[Task description] Turn the entries below into a JSON list of strings, one string per line, with blank lines left out. Leave the pictures out of your answer.

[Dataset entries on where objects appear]
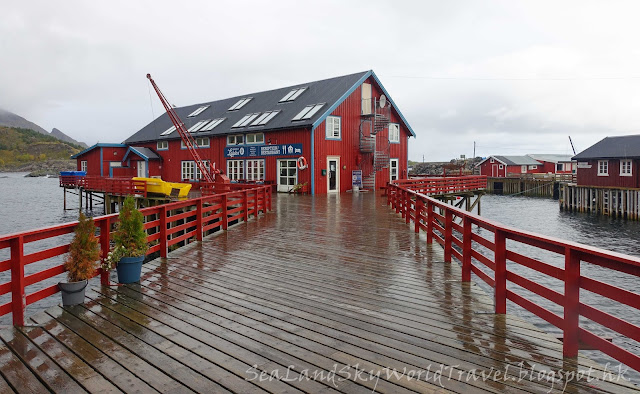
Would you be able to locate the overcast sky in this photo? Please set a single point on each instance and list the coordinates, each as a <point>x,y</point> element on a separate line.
<point>516,77</point>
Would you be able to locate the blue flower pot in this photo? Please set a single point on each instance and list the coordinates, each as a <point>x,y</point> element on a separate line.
<point>129,269</point>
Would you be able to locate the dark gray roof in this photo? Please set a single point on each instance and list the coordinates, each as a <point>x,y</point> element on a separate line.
<point>329,91</point>
<point>612,147</point>
<point>517,160</point>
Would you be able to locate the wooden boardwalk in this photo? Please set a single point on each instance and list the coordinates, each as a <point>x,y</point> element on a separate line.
<point>326,294</point>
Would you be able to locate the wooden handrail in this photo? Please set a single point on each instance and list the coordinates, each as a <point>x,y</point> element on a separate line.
<point>165,227</point>
<point>438,219</point>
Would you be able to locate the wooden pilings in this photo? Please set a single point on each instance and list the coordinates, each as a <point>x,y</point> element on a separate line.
<point>620,203</point>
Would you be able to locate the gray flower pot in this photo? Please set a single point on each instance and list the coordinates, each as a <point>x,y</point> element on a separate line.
<point>73,292</point>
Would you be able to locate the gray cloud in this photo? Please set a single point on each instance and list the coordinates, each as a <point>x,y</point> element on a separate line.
<point>516,77</point>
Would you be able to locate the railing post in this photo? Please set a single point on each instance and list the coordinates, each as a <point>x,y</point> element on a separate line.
<point>570,344</point>
<point>163,232</point>
<point>429,222</point>
<point>18,298</point>
<point>466,249</point>
<point>105,247</point>
<point>501,272</point>
<point>225,219</point>
<point>418,212</point>
<point>245,204</point>
<point>448,234</point>
<point>199,229</point>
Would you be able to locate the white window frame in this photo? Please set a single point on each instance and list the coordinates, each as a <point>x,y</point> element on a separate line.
<point>333,128</point>
<point>394,133</point>
<point>255,169</point>
<point>235,169</point>
<point>187,170</point>
<point>623,170</point>
<point>232,139</point>
<point>258,138</point>
<point>394,176</point>
<point>603,167</point>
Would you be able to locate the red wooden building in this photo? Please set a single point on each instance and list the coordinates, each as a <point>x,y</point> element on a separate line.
<point>504,166</point>
<point>337,125</point>
<point>612,162</point>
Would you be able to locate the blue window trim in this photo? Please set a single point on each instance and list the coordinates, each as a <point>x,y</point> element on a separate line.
<point>325,128</point>
<point>395,142</point>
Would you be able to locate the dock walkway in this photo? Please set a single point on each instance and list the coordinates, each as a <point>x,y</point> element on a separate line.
<point>325,294</point>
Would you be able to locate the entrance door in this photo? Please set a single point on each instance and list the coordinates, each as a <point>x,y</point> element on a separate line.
<point>333,174</point>
<point>142,169</point>
<point>287,174</point>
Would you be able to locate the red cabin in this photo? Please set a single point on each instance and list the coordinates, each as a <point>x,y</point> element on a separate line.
<point>337,126</point>
<point>505,166</point>
<point>612,162</point>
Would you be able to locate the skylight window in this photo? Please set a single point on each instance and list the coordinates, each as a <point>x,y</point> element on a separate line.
<point>292,95</point>
<point>198,126</point>
<point>169,130</point>
<point>240,103</point>
<point>308,111</point>
<point>246,120</point>
<point>265,118</point>
<point>198,111</point>
<point>213,124</point>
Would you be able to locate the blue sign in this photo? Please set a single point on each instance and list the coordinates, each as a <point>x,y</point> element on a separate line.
<point>356,178</point>
<point>263,150</point>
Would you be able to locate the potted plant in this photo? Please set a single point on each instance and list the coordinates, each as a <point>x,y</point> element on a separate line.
<point>130,243</point>
<point>81,262</point>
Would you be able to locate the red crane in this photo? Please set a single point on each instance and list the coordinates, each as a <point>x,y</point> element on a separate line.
<point>186,136</point>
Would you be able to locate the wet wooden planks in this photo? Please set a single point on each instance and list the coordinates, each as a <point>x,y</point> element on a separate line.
<point>326,294</point>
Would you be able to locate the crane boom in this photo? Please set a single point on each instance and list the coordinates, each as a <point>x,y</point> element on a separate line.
<point>186,136</point>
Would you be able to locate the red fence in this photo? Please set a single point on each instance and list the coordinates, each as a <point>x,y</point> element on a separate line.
<point>444,185</point>
<point>438,219</point>
<point>167,225</point>
<point>115,186</point>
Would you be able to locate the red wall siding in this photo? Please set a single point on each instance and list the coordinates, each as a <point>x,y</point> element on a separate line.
<point>348,148</point>
<point>589,176</point>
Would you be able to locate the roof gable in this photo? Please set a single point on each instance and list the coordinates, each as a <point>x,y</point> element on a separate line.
<point>611,148</point>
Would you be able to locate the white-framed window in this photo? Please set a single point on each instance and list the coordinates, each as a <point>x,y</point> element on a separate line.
<point>188,170</point>
<point>394,132</point>
<point>201,142</point>
<point>255,170</point>
<point>394,167</point>
<point>235,139</point>
<point>255,138</point>
<point>333,127</point>
<point>199,174</point>
<point>625,167</point>
<point>603,167</point>
<point>235,169</point>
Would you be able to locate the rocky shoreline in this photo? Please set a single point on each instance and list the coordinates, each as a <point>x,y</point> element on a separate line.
<point>42,168</point>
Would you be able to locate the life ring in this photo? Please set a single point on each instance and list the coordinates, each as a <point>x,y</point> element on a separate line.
<point>302,163</point>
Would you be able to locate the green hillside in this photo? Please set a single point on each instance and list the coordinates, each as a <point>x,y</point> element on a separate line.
<point>23,146</point>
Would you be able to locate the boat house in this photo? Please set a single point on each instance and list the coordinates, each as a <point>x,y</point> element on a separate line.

[Answer to the task]
[
  "Would you be able to locate the overcast sky in this photo? Please set a single point on each instance and list the coordinates, each as a <point>x,y</point> element on a separate line.",
  "<point>516,77</point>",
  "Would you be able to locate the blue flower pot in this photo? Please set a single point on each instance and list the coordinates, each as a <point>x,y</point> element on a separate line.",
  "<point>129,269</point>",
  "Would you be able to locate the dark gray roof in this photo? Please set a single point on each instance and list the coordinates, each as a <point>x,y</point> element on a separate line.",
  "<point>329,91</point>",
  "<point>612,147</point>",
  "<point>517,160</point>",
  "Would you be able to locate the wooden boardwalk in this photo? Please set a single point on each instance and list the coordinates, each as a <point>x,y</point> element on a separate line.",
  "<point>326,294</point>",
  "Would you be able to locate the wooden handrail in this photo? Please set a single point on each instance and list the coordinates, each as a <point>x,y</point> element on a separate line.",
  "<point>165,227</point>",
  "<point>438,219</point>",
  "Would you be able to locate the wooden pilings in this photo? Please set a single point on each instance and list the coordinates, each as a <point>x,y</point> element on a separate line.",
  "<point>620,203</point>",
  "Would you be able to locate the gray flower pot in this photo? Please set a single point on each instance and list the coordinates, each as a <point>x,y</point> element on a separate line.",
  "<point>73,292</point>",
  "Would you be able to locate the gray cloud in this photo? Please set a single point on each instance and list the coordinates, each as a <point>x,y</point> element on a separate line.",
  "<point>516,77</point>",
  "Would you be able to locate the railing post in this photo? Please set a single point on each instance and list the coordinates, each as a <point>x,y</point> element on a separate line.",
  "<point>570,344</point>",
  "<point>163,232</point>",
  "<point>429,222</point>",
  "<point>18,298</point>",
  "<point>466,249</point>",
  "<point>105,247</point>",
  "<point>501,272</point>",
  "<point>225,219</point>",
  "<point>418,212</point>",
  "<point>245,204</point>",
  "<point>448,234</point>",
  "<point>199,229</point>",
  "Would you be able to locate the white window frame in this photo? Please set a single point on each instance and list the coordinates, each as a <point>x,y</point> element on a separate line.",
  "<point>333,128</point>",
  "<point>394,133</point>",
  "<point>255,169</point>",
  "<point>235,169</point>",
  "<point>187,170</point>",
  "<point>623,170</point>",
  "<point>232,139</point>",
  "<point>258,138</point>",
  "<point>394,176</point>",
  "<point>603,167</point>",
  "Would you be able to locate the red wooden building in this photo? Please set a single point on each instance and list the coordinates, each as a <point>x,y</point> element on a separate line.",
  "<point>504,166</point>",
  "<point>337,125</point>",
  "<point>612,162</point>",
  "Would you be able to locate the blue window trim in this photo? Please set a single point on each instance and list the coordinates, each as a <point>x,y</point> element on a separate line.",
  "<point>325,128</point>",
  "<point>395,142</point>",
  "Would you be able to locate the dock walkway in this photo? Please set a single point on each instance and list the coordinates, each as a <point>x,y</point> element on a separate line.",
  "<point>325,294</point>",
  "Would you be able to locate the entrance door in this photo? Please set a single point on each instance and list the coordinates, each as a <point>x,y</point> element on a separate line.",
  "<point>333,174</point>",
  "<point>142,169</point>",
  "<point>287,174</point>",
  "Would you be able to locate the red cabin in this photo? Please set a single point on each instance and list the coordinates, each as a <point>x,y</point> element on a separate line.",
  "<point>337,126</point>",
  "<point>505,166</point>",
  "<point>612,162</point>",
  "Would you be able to locate the skylight window in this photo? Please set a single point on each instance and list the coordinates, each as a <point>x,y</point> element on a separate line.",
  "<point>292,95</point>",
  "<point>198,126</point>",
  "<point>169,130</point>",
  "<point>240,103</point>",
  "<point>308,111</point>",
  "<point>246,120</point>",
  "<point>265,118</point>",
  "<point>198,111</point>",
  "<point>213,124</point>",
  "Would you be able to locate the blue sign in this photo? Please set a single point on each instance and list the coordinates, each as a <point>x,y</point> element on a separate line.",
  "<point>356,178</point>",
  "<point>263,150</point>",
  "Would you be able to locate the potted plant in this photo? Please set a single point on each instance and list the coordinates, each as a <point>x,y</point> element on a separate line.",
  "<point>130,243</point>",
  "<point>81,262</point>",
  "Would you be able to locate the red crane in this photo? Please set a single point on each instance and list the coordinates, each as a <point>x,y</point> element on a separate line.",
  "<point>186,136</point>",
  "Would you be able to locate the wet wooden planks in this photo? Please set a single point on each instance and list the coordinates, each as a <point>x,y</point> element on a separate line.",
  "<point>326,294</point>",
  "Would you be able to locate the crane boom in this photo? Please set a single point on each instance and list the coordinates, each as a <point>x,y</point> element on a separate line.",
  "<point>186,136</point>",
  "Would you be able to locate the red fence in this photo? Please set a single point on each instance and list the coordinates, each as a <point>x,y</point> element on a separate line.",
  "<point>444,185</point>",
  "<point>438,219</point>",
  "<point>167,225</point>",
  "<point>115,186</point>",
  "Would you be able to locate the red wall siding in this photo? Please set a single point on each instance and list the coordinates, each as a <point>x,y</point> element on a separate line.",
  "<point>348,148</point>",
  "<point>589,176</point>",
  "Would you be able to locate the roof gable in this photo? Please set a single point on each instance and list the coordinates, each as a <point>x,y</point> element on a separate line.",
  "<point>611,148</point>",
  "Would you be able to locate the white-framed window in this photo? Please set a single point on each instance and list the coordinates, each as a <point>x,y</point> element on a separate line.",
  "<point>188,170</point>",
  "<point>394,132</point>",
  "<point>201,142</point>",
  "<point>255,170</point>",
  "<point>394,167</point>",
  "<point>235,139</point>",
  "<point>255,138</point>",
  "<point>333,127</point>",
  "<point>199,174</point>",
  "<point>625,167</point>",
  "<point>603,167</point>",
  "<point>235,169</point>",
  "Would you be able to locate the rocky shoreline in this photo? Please set a single point on each instance and list the coordinates, each as a <point>x,y</point> element on a separate line.",
  "<point>42,168</point>",
  "Would you be able to locate the life ring in this photo? Please set a single point on each instance and list the coordinates, each as a <point>x,y</point> element on a separate line.",
  "<point>302,163</point>",
  "Would you be able to locate the green hillside in this photo? Please set a single point on each instance and list the coordinates, each as a <point>x,y</point> element on a separate line.",
  "<point>23,146</point>",
  "Would you be able to locate the boat house in this photo? Please set a single point on each instance and list the coordinates, each as a <point>x,y</point> element on a separate line."
]